(Records excerpted from a collection)
>>>

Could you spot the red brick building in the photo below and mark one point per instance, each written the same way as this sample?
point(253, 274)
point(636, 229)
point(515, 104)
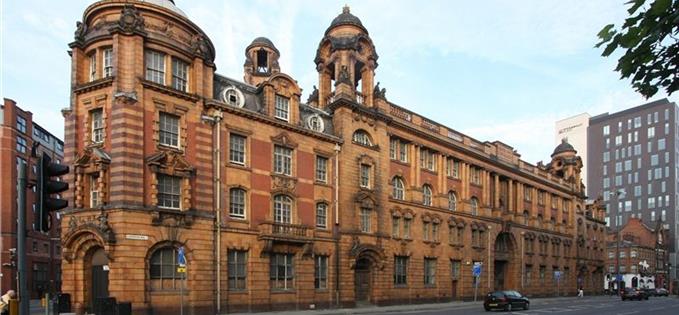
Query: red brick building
point(18, 134)
point(344, 199)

<<<

→ **EXERCISE TASK**
Set down the material above line for line without alteration, leaving out the pictures.

→ **ANSWER TO THE EXERCISE**
Could you spot the red brick building in the photo below and mark one point per instance, each written the same way as this sample?
point(253, 274)
point(636, 229)
point(515, 104)
Query: red brick building
point(18, 134)
point(344, 199)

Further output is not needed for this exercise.